Reproduce the listing from the line containing "Hi there! Could you please locate the side" down to the line containing "[[41, 70, 44, 77], [24, 68, 28, 74]]", exchanging "front tire" for "front wheel" and leaving all else unaltered.

** START OF Record list **

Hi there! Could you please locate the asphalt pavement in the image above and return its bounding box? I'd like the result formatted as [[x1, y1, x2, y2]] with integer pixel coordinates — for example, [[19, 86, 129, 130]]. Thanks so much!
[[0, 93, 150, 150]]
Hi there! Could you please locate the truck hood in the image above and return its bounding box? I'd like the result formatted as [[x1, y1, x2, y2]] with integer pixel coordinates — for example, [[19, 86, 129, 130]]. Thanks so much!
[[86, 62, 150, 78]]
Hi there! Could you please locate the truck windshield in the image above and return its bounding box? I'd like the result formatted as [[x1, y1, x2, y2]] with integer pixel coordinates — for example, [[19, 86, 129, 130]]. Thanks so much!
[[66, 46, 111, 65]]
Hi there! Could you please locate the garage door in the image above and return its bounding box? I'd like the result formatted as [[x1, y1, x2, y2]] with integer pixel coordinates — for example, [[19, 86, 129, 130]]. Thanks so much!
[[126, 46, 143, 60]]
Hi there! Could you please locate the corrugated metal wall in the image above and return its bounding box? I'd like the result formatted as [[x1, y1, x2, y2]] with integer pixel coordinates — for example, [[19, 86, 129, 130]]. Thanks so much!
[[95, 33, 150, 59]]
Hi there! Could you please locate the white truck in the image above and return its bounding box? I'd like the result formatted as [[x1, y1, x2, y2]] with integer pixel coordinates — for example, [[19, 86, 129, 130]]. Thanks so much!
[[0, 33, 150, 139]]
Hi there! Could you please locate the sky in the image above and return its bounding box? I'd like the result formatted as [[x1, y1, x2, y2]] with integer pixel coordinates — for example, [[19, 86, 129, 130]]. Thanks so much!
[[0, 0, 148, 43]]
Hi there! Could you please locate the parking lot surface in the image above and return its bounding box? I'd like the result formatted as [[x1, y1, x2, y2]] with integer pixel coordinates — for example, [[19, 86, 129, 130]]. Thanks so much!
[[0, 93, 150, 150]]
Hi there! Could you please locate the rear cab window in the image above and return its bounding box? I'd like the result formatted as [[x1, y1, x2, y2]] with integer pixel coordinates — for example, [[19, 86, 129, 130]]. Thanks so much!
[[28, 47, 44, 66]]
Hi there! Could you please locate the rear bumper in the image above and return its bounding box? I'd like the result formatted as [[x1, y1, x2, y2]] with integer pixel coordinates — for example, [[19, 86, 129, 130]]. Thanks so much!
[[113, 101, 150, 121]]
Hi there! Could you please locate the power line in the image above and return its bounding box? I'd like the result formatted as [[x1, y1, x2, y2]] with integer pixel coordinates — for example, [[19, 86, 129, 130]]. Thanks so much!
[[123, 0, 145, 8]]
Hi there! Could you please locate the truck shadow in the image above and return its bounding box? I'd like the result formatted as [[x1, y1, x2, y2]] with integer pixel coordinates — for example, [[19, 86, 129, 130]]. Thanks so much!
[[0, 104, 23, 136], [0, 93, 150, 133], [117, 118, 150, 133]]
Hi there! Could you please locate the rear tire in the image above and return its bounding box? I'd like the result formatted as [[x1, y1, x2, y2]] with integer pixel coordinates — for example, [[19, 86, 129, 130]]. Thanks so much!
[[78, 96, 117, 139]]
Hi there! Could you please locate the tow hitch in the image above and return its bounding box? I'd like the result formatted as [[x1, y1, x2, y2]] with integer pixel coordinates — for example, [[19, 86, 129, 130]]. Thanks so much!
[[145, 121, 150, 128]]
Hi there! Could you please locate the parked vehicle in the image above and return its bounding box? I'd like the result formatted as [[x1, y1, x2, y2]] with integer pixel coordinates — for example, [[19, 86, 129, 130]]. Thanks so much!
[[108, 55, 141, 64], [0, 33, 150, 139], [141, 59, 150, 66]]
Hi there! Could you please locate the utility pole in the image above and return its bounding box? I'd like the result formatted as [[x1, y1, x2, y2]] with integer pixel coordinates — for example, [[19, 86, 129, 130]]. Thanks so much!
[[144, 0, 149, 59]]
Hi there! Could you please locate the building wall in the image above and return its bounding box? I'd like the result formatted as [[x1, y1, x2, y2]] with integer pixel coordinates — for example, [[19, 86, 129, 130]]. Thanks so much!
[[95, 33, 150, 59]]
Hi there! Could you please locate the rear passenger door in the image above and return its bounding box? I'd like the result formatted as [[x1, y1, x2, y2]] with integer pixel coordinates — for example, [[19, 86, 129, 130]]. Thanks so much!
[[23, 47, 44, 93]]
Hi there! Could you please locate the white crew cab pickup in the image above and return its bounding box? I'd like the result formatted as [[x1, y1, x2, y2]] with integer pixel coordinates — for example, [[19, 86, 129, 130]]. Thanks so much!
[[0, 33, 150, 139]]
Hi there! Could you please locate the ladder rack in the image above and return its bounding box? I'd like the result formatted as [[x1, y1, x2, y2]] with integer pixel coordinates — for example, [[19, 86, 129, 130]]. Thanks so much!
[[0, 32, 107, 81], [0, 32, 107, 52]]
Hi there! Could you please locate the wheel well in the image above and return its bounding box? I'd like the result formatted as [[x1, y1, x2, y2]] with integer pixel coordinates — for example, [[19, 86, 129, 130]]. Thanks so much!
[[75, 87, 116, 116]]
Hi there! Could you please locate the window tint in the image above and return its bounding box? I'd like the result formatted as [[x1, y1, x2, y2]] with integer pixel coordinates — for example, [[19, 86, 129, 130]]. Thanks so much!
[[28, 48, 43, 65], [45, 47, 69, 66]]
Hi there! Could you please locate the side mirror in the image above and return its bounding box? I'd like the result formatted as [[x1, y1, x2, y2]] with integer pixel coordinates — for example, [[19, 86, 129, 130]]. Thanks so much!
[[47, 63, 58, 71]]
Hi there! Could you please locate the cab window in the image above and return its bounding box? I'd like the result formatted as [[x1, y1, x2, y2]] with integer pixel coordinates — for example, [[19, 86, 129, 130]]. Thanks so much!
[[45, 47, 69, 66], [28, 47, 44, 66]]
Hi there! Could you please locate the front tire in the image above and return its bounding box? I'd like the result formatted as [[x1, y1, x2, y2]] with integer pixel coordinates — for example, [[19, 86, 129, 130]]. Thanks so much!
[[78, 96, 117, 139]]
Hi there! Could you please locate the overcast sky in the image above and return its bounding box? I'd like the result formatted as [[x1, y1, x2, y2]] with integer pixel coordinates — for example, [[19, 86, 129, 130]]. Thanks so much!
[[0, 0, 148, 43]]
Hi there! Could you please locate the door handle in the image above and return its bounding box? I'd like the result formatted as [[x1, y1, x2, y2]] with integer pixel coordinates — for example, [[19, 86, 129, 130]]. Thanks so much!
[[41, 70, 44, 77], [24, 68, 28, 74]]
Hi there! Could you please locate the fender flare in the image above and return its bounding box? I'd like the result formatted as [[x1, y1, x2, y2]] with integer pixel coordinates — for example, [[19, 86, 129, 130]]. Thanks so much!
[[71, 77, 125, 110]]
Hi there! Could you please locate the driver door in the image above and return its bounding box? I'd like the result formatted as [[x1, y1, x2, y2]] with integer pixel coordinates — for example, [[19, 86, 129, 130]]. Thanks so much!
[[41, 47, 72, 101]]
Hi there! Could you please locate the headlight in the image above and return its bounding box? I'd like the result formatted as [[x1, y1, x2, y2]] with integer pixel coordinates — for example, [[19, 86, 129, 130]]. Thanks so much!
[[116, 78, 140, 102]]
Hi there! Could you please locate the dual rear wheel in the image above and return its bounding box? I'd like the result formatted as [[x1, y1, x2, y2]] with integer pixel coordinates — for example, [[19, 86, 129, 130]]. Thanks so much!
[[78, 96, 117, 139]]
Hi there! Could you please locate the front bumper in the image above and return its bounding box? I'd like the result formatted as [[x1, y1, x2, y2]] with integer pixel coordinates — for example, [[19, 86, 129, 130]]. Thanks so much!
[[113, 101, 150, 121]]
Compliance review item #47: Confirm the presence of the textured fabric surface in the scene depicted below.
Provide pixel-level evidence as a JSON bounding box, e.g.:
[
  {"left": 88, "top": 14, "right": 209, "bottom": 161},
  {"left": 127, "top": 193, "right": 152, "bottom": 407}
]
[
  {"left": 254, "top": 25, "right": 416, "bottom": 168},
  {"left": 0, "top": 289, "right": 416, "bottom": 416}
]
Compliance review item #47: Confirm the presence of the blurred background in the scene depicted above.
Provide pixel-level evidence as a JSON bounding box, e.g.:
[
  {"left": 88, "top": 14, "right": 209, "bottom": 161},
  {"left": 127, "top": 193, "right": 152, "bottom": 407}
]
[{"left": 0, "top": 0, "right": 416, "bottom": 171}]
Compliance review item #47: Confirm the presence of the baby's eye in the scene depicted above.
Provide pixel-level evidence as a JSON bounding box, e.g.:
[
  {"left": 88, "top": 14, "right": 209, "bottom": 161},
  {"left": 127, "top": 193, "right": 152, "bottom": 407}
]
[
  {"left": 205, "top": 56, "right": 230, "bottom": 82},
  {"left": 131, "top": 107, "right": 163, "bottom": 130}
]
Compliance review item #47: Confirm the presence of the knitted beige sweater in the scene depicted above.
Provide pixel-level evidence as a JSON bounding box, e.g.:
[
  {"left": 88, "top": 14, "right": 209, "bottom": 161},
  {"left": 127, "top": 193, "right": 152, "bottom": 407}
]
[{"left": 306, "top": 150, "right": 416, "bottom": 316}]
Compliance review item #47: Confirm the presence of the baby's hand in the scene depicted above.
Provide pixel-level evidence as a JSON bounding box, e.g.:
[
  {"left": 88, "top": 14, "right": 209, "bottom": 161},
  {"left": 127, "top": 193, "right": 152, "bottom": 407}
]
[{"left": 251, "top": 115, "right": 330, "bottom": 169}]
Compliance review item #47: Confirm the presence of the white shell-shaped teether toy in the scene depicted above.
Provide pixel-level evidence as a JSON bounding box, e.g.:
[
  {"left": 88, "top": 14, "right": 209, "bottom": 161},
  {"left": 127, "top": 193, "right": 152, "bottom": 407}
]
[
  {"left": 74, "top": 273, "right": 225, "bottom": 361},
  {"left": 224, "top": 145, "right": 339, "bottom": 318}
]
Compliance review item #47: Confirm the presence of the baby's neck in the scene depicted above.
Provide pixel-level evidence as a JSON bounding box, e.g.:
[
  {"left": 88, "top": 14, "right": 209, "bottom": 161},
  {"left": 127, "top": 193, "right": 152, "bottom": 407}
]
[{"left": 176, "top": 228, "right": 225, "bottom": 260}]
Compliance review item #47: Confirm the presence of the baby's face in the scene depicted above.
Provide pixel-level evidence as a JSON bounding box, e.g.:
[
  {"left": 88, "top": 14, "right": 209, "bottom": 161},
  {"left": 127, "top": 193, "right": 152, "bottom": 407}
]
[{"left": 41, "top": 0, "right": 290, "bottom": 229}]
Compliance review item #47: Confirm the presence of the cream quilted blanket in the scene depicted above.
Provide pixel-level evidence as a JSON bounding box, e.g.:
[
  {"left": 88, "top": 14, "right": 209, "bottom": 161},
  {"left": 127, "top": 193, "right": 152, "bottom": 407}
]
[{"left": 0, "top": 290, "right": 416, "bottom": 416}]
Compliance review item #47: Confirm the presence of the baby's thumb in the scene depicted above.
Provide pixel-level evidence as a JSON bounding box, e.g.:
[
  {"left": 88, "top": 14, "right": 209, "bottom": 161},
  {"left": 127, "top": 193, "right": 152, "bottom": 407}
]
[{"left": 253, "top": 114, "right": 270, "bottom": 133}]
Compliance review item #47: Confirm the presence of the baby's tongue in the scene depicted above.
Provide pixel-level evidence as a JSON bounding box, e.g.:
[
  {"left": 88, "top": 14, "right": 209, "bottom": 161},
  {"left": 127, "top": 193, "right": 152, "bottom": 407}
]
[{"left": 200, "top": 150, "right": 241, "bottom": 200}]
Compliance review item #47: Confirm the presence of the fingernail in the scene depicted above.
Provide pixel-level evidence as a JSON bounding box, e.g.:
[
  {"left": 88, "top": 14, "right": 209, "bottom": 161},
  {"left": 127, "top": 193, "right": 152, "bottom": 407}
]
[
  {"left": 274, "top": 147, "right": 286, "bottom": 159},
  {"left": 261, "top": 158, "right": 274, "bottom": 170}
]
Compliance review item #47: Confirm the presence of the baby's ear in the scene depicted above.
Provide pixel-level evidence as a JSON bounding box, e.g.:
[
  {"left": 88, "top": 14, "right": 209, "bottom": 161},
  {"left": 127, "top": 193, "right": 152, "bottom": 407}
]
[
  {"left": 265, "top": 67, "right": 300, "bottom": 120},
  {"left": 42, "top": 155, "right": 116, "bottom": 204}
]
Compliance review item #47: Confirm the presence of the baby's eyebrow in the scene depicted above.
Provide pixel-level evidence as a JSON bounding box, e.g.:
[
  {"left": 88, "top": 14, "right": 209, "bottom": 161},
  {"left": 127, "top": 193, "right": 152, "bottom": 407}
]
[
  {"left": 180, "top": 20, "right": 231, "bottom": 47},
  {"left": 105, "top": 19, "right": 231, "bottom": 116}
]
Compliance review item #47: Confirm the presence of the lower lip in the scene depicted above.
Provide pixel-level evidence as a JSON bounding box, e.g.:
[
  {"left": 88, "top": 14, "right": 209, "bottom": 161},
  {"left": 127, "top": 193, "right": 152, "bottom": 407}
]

** END OF Record list **

### Correct answer
Hi there! Could you please locate the side mirror in the image above and return its bounding box? I'd like the result formatted as [[x1, y1, x2, y2]] with integer pixel coordinates — for example, [[19, 86, 129, 130]]. Thanks so much!
[[47, 63, 58, 71]]
Hi there! Could you please locate the cab window in the image above and return its bounding box? I'd like the result formatted as [[x1, y1, x2, y2]] with integer pixel coordinates — for example, [[19, 86, 129, 130]]. Thanks so much!
[[45, 47, 69, 66], [28, 47, 44, 66]]
Hi there! Could you please locate the front wheel in the image above and return its bounding box? I'd like the result formatted as [[x1, y1, x2, y2]] with integer pixel coordinates — for example, [[19, 86, 129, 130]]. Thanks so much!
[[78, 96, 117, 139]]
Hi there! Could you please locate the overcast sky in the image above and return its bounding box? I'd like the result formatted as [[x1, y1, x2, y2]] with integer pixel coordinates — for example, [[19, 86, 129, 130]]. Thanks so much!
[[0, 0, 148, 43]]
Hi there! Could you please locate the door handle in the image above and return its bounding box? I'd like the result formatted as [[x1, y1, x2, y2]] with integer pixel coordinates — for example, [[19, 86, 129, 130]]. Thanks so much!
[[41, 70, 44, 77], [24, 68, 28, 74]]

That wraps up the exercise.